#### 依頼内容
西岡剛さんのWBCについてのインタビューを、最後の文のあとから書き進めてください。

#### 文書の抜粋
------

西岡剛「負けたら日本に帰れない、なんて気持ちはナンセンス」。WBCの理想オーダーは1番・大谷翔平でイチローの役割を期待 (4ページ目)
【WBCは野球の祭典。大いに楽しんで】
――西岡さんは、第1回WBCで大活躍しましたが、どんなマインドで試合に臨まれていましたか?
西岡 そのWBC、2008年の北京五輪の時もそうだったのですが、ミーティングで先輩たちが「変な試合をしたら日本には帰れないぞ」といったことを話していたんです。でも、僕はあまりそういったことは考えてなくて、「結果を残せばいいでしょう」とシンプルに考えていました。
先日、ダルビッシュ選手が「戦争に行くわけではない」と過度なプレッシャーへの違和感を口にしていましたが、まさにそのとおりです。"野球の祭典"ですから。結局のところ、お客さんに来ていただく興行、イベントなわけですし、大いに楽しんでほしいなと思います。勝とうが負けようが僕たちは日本を応援するし、「負けたら日本に帰れない」なんて気持ちはナンセンスです。
――そういう気持ちは足かせにしかならない?
西岡 脳からの伝達で体は動くので、そういうマインドで頭のなかを固めると、確実に体は動きません。それよりも、メジャーで活躍している選手たちと同じグラウンドで戦える幸せを感じてほしい。すごくプラスになることばかりです。僕の場合は、メジャーの関係者もたくさん見に来ていたので、「自分の名前を覚えてもらおう」と思っていましたね。

------

#### 記録内容
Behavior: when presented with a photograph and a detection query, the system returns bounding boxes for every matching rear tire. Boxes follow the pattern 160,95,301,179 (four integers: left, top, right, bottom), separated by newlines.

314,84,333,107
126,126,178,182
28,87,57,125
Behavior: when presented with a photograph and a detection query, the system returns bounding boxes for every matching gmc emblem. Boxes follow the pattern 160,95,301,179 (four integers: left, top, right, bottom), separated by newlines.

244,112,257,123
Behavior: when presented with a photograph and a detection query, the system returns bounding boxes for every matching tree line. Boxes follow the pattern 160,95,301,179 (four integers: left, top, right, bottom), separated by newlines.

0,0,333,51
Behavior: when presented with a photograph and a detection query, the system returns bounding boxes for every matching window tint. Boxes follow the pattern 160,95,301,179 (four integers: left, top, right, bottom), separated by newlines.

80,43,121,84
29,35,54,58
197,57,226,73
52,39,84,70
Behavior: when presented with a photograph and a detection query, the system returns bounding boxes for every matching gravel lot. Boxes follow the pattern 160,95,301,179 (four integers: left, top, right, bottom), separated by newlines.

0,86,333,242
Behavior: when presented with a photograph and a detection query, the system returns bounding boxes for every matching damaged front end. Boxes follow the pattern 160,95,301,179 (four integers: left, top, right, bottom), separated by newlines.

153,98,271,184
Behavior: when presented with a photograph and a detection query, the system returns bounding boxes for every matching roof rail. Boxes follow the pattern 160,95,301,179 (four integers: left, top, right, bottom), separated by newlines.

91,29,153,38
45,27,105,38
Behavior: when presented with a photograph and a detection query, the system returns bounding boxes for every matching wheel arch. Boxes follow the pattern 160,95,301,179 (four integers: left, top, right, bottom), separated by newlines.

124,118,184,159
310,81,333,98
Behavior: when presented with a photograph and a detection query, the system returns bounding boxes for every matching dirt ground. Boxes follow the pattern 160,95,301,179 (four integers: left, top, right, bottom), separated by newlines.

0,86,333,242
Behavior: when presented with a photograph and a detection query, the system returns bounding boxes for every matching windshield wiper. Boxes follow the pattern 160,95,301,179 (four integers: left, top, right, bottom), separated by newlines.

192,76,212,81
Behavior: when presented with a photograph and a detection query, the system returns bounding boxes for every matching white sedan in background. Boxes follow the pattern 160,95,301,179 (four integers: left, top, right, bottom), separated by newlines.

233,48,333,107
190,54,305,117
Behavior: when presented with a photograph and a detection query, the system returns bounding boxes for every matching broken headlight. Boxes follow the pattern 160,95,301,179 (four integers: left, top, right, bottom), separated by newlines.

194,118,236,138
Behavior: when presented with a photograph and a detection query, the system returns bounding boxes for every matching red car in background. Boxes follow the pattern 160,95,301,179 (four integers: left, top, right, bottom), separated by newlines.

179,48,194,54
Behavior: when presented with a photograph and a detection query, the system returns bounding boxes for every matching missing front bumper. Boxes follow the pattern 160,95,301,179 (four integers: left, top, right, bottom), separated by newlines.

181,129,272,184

------

#### 返答
勝ち負けは"見えないもの"です。僕は、その見えないものと戦う必要はないと思っています。それよりも、「ここではこうしたほうがいい」「このプレーをすれば、こういうプレーにつながる」など、目の前のプレーに集中するべきですし、"今"を戦い抜いてほしいなと思います。試合が始まっても、9回裏のことなんか誰も予測できませんから。
(後編:アメリカ戦のタッチアップ、韓国戦での「完璧」な一発、気まずかったシャンパンファイトを振り返る>>)
【プロフィール】
◆西岡剛(にしおか・つよし)
1984年7月27日生まれ。奈良市出身。2002年のドラフト1位で大阪桐蔭高からロッテに入団し、2005年、2010年の日本一に大きく貢献。その後、大リーグ挑戦を経て2013年に阪神入り。2019年からはBCリーグの栃木ゴールデンブレーブスでプレーし、2022年からは九州アジアリーグの北九州下関フェニックスの選手兼任監督を務めている。NPB通算で1125試合に出場、打率.288、61本塁打、383打点、196盗塁。首位打者と最多安打が1度ずつ、盗塁王2度。ベストナイン4度、ゴールデングラブ賞3度。2006年WBC、2008年北京五輪日本代表。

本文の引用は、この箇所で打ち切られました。